PROBLEM STATEMENT: Copy out the entries from the line containing "like [(649, 892)]." through the line containing "[(1197, 574), (1261, 470)]", with "chimney stack" replaced by "chimney" and nothing else altered.

--- RECORDS SHOWN ---

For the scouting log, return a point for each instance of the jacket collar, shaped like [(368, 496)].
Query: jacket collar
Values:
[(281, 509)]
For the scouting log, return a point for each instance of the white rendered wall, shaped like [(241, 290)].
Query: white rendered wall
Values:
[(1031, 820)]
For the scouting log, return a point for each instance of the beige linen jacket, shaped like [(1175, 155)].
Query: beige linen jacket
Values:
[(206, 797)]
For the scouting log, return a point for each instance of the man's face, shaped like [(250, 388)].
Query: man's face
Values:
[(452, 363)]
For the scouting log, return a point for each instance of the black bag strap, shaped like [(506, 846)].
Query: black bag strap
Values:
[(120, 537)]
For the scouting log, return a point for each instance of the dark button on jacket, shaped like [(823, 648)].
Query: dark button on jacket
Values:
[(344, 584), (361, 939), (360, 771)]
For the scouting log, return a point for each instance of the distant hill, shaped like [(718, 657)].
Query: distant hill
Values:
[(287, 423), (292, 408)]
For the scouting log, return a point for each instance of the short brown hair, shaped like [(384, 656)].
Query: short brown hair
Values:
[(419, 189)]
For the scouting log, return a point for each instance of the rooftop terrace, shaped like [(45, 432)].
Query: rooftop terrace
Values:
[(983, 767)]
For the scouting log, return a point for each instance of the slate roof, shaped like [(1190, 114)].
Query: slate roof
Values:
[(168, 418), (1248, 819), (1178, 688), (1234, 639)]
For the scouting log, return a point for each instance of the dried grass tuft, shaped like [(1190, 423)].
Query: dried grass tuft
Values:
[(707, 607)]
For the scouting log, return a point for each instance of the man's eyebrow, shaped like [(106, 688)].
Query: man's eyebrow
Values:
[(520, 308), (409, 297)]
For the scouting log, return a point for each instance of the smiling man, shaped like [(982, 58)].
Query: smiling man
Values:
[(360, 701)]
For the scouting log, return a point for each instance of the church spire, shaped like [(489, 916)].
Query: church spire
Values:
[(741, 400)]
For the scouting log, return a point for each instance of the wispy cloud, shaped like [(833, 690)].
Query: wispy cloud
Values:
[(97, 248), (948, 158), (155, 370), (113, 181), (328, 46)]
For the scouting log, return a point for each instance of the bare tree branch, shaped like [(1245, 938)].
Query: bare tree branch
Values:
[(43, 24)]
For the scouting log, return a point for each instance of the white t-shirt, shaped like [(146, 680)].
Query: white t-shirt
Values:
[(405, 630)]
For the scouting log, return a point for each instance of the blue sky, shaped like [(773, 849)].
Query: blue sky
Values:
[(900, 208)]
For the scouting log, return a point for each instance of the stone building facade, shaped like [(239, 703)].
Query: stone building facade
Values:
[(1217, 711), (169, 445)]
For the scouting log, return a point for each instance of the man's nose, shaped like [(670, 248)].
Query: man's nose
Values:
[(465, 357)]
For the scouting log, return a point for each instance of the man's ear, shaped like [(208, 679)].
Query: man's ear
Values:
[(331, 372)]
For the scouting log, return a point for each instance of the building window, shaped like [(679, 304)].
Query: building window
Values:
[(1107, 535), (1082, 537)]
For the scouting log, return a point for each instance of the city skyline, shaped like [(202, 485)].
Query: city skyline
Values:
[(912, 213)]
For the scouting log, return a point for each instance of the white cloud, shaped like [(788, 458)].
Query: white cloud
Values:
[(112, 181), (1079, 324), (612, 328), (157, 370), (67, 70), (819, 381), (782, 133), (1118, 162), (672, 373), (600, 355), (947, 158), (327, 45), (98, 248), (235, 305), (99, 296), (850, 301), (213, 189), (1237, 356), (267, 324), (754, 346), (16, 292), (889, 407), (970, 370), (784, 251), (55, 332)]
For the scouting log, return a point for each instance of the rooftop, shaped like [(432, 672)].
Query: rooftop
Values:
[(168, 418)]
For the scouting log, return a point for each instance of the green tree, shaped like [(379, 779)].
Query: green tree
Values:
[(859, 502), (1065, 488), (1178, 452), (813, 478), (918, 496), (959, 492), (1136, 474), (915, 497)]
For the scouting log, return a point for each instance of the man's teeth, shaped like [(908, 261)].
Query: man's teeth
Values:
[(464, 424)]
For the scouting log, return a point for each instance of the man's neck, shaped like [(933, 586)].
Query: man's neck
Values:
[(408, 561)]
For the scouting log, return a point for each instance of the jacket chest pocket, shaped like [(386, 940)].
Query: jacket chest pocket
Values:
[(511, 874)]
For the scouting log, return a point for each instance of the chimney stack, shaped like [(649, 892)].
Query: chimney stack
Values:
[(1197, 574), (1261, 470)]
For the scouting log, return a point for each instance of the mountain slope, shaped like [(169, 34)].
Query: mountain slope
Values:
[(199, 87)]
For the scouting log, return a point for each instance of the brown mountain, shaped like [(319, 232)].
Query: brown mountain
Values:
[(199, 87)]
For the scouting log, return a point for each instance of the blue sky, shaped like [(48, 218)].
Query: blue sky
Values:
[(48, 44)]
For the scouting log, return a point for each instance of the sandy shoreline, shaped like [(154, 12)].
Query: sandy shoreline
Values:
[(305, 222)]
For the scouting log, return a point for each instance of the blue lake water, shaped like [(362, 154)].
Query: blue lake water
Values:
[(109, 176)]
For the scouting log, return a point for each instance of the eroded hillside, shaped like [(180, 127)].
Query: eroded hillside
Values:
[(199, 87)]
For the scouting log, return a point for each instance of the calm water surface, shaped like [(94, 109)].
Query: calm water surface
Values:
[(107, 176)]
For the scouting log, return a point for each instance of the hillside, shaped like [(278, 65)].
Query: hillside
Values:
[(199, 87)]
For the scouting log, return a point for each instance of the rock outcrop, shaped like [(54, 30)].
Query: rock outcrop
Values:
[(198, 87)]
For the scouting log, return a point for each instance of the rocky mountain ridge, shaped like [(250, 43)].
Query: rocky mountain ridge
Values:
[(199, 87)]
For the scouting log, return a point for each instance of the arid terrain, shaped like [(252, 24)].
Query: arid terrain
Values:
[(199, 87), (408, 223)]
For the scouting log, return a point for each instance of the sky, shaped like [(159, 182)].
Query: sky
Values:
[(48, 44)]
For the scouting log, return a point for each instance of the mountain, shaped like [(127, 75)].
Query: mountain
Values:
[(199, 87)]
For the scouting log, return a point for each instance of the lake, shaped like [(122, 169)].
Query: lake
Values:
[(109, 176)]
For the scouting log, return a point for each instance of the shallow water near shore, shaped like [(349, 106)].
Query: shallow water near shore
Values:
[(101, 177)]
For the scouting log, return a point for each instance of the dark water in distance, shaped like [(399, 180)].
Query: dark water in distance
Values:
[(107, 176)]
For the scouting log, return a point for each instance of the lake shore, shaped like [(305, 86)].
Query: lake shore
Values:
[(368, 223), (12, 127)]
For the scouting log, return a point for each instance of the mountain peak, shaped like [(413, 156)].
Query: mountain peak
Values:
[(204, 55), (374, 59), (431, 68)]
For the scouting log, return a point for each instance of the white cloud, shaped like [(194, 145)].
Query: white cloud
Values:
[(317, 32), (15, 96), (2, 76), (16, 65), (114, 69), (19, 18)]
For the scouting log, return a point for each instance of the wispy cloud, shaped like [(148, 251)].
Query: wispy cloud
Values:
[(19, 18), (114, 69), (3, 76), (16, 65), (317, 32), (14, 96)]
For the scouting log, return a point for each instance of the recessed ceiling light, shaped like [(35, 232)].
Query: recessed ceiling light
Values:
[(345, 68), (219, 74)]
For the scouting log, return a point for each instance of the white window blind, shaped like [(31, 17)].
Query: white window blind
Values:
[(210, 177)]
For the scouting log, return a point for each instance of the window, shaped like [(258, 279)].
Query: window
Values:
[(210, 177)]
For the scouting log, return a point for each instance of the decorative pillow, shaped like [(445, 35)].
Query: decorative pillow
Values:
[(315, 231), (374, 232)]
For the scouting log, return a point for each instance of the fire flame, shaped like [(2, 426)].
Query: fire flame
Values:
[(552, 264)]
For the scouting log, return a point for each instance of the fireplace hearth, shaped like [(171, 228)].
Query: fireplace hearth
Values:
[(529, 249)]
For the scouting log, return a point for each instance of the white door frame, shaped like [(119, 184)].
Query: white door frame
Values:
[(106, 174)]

---

CORRECT RESPONSE:
For the scouting log, return a point for each instance of the chimney, shaped like [(649, 892)].
Query: chimney
Values:
[(1197, 574), (1261, 470)]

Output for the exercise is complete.